Change every "outline" to "contour" in the data from the line with "Find the yellow" to the line with "[[[282,131],[289,129],[286,114],[227,116],[220,118],[222,132]]]", leaving everything else unchanged. Give back only those lines, with the pictures left out.

Start of Task material

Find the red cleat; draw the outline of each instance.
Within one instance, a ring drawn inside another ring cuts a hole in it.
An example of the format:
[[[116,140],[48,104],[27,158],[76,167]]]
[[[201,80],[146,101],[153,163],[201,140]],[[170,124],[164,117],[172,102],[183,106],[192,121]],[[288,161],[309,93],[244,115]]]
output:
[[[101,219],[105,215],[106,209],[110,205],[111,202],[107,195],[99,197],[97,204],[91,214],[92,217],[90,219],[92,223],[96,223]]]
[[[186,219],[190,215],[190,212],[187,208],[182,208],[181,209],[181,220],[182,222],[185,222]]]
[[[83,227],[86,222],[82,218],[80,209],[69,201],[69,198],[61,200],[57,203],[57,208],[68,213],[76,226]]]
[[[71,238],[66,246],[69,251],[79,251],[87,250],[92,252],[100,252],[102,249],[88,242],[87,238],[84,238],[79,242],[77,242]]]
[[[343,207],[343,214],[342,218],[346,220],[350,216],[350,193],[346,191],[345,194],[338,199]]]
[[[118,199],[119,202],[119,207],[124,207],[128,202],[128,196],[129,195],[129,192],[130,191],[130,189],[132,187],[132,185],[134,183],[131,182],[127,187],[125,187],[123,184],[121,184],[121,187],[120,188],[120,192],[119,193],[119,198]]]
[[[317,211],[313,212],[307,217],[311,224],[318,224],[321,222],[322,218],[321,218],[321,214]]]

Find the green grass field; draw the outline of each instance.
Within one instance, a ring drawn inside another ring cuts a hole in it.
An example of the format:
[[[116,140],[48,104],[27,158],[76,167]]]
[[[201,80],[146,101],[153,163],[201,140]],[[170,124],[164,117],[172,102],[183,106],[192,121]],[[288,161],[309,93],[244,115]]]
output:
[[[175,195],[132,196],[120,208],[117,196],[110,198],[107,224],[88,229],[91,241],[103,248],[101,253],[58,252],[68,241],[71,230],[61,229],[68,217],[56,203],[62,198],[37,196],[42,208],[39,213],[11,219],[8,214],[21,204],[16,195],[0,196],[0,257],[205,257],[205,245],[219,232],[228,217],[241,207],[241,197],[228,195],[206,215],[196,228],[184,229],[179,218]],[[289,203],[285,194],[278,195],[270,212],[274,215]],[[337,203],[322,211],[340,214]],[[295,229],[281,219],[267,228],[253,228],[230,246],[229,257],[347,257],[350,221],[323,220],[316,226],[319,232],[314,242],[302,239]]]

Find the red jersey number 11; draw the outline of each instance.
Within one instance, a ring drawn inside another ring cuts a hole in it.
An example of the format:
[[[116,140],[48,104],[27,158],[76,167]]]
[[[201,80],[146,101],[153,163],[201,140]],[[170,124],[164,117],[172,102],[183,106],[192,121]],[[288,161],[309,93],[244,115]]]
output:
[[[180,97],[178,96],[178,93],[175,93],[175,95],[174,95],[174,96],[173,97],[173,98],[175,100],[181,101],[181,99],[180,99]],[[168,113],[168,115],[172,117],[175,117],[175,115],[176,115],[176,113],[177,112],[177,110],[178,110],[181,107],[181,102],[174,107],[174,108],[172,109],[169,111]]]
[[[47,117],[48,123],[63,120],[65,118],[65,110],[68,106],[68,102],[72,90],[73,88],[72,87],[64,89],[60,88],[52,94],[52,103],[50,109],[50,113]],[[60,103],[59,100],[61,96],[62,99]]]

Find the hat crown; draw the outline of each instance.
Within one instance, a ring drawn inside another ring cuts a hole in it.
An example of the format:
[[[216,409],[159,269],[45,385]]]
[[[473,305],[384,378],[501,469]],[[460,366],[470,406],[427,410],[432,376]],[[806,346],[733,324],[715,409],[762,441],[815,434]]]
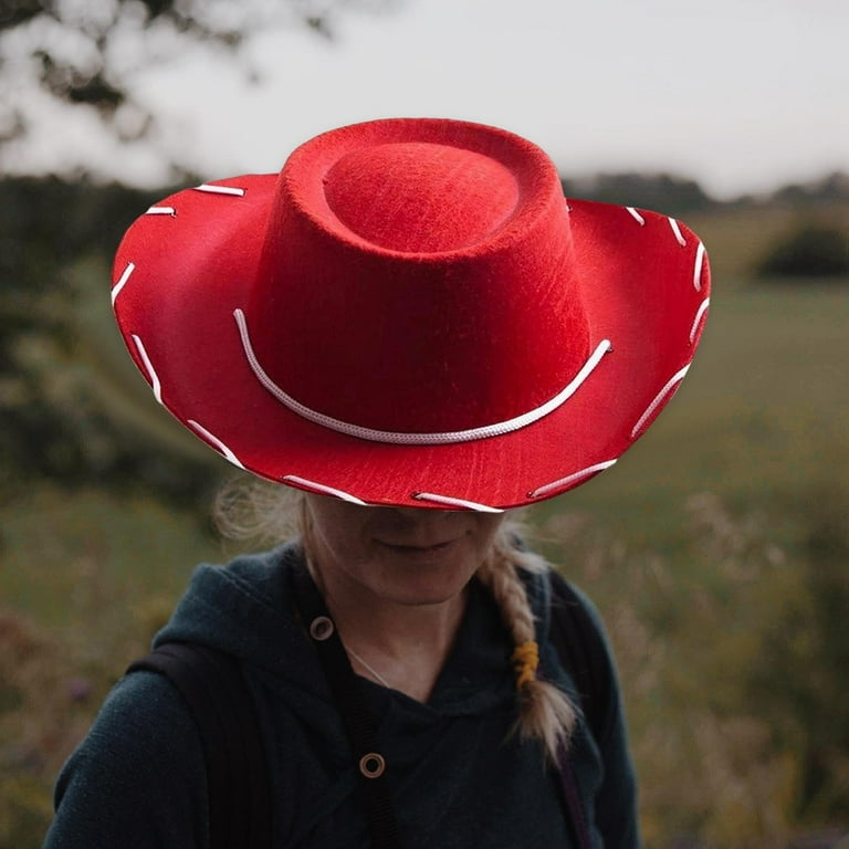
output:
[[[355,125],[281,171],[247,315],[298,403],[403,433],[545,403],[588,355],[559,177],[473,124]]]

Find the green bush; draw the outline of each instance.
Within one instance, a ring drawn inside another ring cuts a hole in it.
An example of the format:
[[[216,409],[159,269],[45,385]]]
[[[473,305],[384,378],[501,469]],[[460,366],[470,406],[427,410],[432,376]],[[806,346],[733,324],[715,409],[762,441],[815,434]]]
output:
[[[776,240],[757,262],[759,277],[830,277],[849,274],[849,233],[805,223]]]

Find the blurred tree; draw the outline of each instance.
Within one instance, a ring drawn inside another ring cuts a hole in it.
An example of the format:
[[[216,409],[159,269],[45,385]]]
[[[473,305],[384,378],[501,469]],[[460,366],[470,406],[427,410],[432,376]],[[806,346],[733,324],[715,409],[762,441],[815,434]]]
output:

End of Task material
Start of Task material

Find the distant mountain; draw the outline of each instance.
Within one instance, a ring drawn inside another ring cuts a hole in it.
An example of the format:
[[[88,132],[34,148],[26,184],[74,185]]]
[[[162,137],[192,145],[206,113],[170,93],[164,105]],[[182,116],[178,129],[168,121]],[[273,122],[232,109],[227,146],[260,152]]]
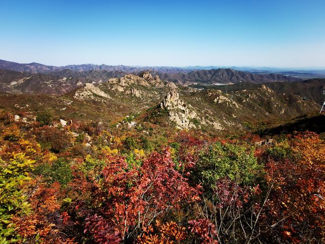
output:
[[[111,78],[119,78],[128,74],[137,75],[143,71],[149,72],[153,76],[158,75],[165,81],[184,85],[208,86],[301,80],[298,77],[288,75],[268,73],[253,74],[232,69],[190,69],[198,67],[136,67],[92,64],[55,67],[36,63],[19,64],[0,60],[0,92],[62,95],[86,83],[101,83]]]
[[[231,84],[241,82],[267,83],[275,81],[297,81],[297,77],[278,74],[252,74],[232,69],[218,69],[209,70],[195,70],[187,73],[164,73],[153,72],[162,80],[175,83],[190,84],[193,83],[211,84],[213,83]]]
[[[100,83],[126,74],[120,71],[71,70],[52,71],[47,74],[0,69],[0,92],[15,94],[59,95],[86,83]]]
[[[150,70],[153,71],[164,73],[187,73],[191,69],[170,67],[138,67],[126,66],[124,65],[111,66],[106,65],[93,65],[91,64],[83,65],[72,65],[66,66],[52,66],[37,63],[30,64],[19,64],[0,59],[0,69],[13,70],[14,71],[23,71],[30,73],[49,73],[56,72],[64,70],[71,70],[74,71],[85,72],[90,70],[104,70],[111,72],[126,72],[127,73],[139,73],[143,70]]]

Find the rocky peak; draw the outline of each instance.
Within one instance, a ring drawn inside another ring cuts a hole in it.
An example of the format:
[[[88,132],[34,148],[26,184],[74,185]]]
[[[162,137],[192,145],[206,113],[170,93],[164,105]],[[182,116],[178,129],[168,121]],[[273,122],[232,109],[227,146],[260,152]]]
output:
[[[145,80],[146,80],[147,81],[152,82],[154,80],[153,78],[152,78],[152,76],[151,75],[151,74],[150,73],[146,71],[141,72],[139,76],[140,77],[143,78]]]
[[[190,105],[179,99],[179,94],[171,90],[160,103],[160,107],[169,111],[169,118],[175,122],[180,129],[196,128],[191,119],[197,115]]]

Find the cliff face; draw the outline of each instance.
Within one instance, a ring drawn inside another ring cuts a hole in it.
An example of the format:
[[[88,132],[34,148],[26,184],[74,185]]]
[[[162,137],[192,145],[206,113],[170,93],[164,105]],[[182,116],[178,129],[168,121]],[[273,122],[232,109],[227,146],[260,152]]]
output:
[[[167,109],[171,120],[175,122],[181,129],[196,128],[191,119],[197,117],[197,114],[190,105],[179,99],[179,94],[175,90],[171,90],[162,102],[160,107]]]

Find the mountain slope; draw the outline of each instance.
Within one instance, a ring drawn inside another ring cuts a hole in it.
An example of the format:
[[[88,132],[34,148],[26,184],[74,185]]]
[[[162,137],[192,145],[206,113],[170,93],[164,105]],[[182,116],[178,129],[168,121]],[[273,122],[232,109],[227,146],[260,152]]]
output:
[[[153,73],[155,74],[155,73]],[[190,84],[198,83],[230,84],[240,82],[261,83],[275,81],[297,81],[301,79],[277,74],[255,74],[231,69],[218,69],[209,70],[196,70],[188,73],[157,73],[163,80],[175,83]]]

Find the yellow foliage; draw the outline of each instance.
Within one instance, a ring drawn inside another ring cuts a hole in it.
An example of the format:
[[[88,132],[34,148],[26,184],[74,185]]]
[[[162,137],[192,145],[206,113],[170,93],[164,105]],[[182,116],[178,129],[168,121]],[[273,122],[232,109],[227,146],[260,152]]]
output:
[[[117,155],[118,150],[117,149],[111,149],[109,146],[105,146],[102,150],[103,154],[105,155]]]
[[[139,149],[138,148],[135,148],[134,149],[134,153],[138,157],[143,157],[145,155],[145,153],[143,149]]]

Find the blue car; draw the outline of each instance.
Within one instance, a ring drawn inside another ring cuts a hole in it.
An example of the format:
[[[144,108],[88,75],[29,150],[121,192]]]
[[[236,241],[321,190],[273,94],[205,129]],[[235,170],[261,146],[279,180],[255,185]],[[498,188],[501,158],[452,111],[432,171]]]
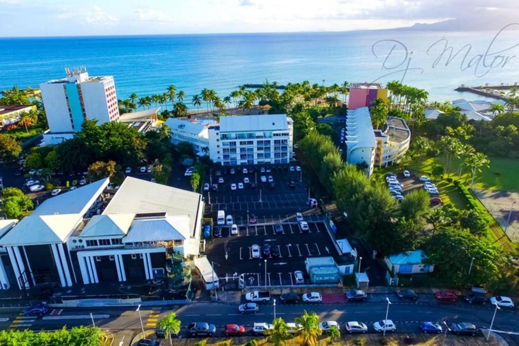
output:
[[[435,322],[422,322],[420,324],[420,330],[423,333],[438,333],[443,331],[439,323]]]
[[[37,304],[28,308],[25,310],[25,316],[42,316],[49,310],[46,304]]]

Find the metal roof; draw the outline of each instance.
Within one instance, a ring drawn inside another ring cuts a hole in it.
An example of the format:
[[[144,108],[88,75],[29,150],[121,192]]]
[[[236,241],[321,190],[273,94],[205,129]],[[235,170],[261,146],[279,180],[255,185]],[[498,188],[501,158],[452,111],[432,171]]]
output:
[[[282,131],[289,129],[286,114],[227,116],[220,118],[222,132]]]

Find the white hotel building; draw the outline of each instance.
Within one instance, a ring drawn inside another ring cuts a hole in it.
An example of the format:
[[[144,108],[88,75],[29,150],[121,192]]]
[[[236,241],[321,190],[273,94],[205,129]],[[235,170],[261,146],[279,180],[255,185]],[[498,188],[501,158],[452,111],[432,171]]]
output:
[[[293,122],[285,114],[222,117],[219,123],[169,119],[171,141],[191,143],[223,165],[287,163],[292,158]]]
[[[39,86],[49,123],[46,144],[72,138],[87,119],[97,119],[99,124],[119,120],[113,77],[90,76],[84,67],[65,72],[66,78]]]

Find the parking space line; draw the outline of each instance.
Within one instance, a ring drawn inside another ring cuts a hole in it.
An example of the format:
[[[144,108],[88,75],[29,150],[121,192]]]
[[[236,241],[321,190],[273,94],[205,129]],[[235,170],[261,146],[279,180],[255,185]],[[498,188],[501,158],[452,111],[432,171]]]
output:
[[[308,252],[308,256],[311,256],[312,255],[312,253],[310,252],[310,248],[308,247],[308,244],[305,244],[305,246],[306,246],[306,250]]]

End of Task material

_Output_
Find the yellow foliage; draw the contour of each instance.
Within one instance, a ring drawn inside another ring cuts a hole in it.
An example of the format:
[[[88,132],[34,148],[26,184],[74,185]]]
[[[162,137],[192,145],[206,113],[170,93],[164,105]],[[182,116],[178,129],[168,121]],[[273,122],[232,109],[227,146],[260,152]]]
output:
[[[117,155],[118,150],[117,149],[111,149],[109,146],[105,146],[102,150],[103,154],[105,155]]]
[[[139,149],[138,148],[135,148],[134,149],[134,153],[138,157],[143,157],[145,155],[145,153],[143,149]]]

Find the blue car; draw the contour of each instance.
Within one instance, a ring drawn inside another ring cuts a hole in it.
An example of the format:
[[[144,108],[88,75],[29,150],[121,192]]]
[[[236,241],[321,190],[273,94],[205,129]],[[235,170],[261,146],[279,180],[255,185]],[[498,188],[501,158],[452,111],[432,171]]]
output:
[[[435,322],[422,322],[420,324],[420,330],[423,333],[438,333],[443,331],[439,323]]]
[[[37,304],[28,308],[25,310],[25,316],[42,316],[49,310],[46,304]]]

Find the metal roof; draw the contour of each instance.
Within one instance, a ring drawn inside another ring cuts a hole in it.
An example of the format:
[[[144,108],[88,75],[29,150],[121,192]]]
[[[236,241],[321,190],[273,94],[205,129]],[[235,170],[261,146],[279,180],[255,185]],[[498,188],[501,158],[452,111],[432,171]]]
output:
[[[282,131],[289,129],[286,114],[227,116],[220,118],[222,132]]]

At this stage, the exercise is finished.